-------- Excerpt
In the midst of this, we have seen the reintroduction of binary oppositions, a demand that one takes sides passed off, by sm, as “just the ways things are” and ‘natural’. What one can also identify here is the substitution of opinion for reasoned argument, another product of the concealed metanarrative. Sm makes the expression of unreasoned hatred easy: pick a user name, hide behind it, then pour forth vitriol, without fear of identification. This has become a ‘norm’, in fact such a norm that some people now feel able to post expressions of hatred and criticism under their own names, claiming victimisation if questioned.
Sm causes users to live in what they construct as the “public gaze”, a kind of pseudo-‘happiness’ competition. One of the side-effects of this competition is that ‘happiness’ is apparently meant to be a permanent state of Being. This has given rise to the Mindfulness Industry: the basis of this industry is that one is responsible for one’s own mental well-being, therefore, conveniently apportioning ‘blame’ to the human person for their own mental health issues. What we see here is a return to the 19th century/early 20th century, whereby genetics governs mental ‘resilience’. The environment which the human person is forced to inhabit is marginalised on this view. It becomes ‘natural’, as do all the injustices contained within, and generated by, it. In short, the Mindfulness Industry prepares the ground for the re-emergence of racism, sexism, inequality of wealth – all of the injustices that are essential components of capitalism.
----------------
-------- Supplied material
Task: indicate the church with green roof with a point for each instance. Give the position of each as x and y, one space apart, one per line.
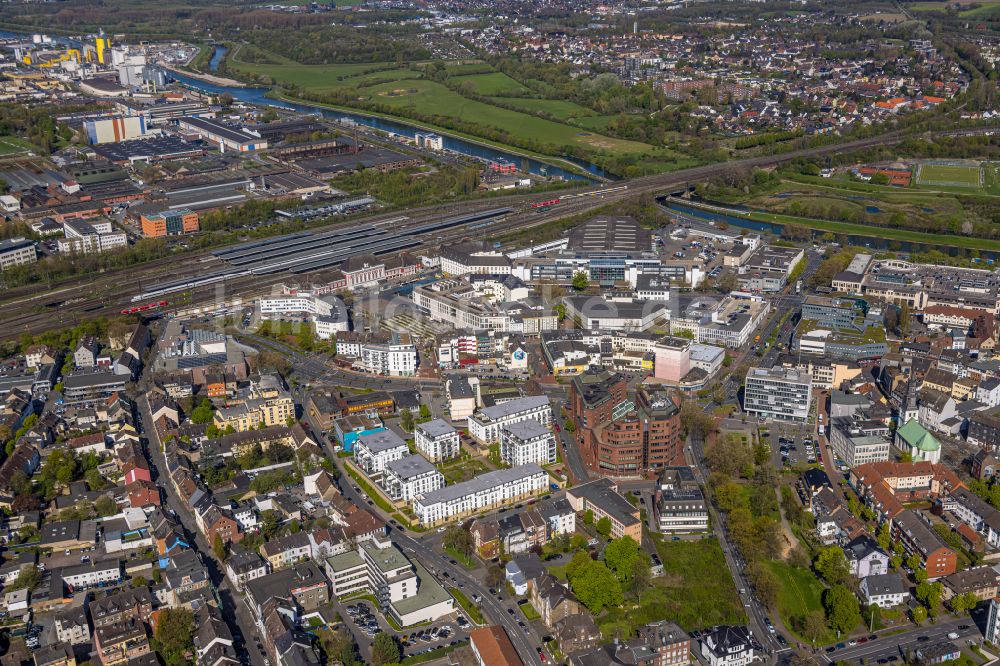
921 444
----------------
-- Brief --
Continue the passage on social media and the Mindfulness Industry from where it stops. The listing has no connection to the text on social media.

-- Answer area --
The Mindfulness Industry also requires that we rethink morality. If this “genetic perspective” is correct (which, I hasten to add, it isn’t) then what becomes of the concepts ‘good’ and ‘bad’. One occupies one’s position in virtue of “good genetics”, that is, the genetics which fit one to achieve those things which this “genetically good” society deems of value. Those whose genetics are deemed ‘bad’ can never move outwith their designated roles in the “natural order”. Philosophically, what we have here is a combination of Plato (The Republic) and Machiavelli (The Discourses), with analysis by Nietzsche (The Genealogy of Morals): The ruling class decide on the good: the amassing of wealth; the subordinate position of the lower orders; the superiority of their class in virtue of their genetics, thus, making their position ‘natural’; their ‘fitted-ness’ to rule. In short, their absolute control of society which sanctions their ability to transcend the rules/laws of that society because they exist above it. Rules/laws only apply if they choose that they apply. They assert that they make the rules/laws so they cannot apply to them in the way that they apply to the rest of us. Our role is to follow these, to do as we are told without complaint, to be grateful that we are allowed to live as we do.
If this sounds a familiar model, it should. We are living it.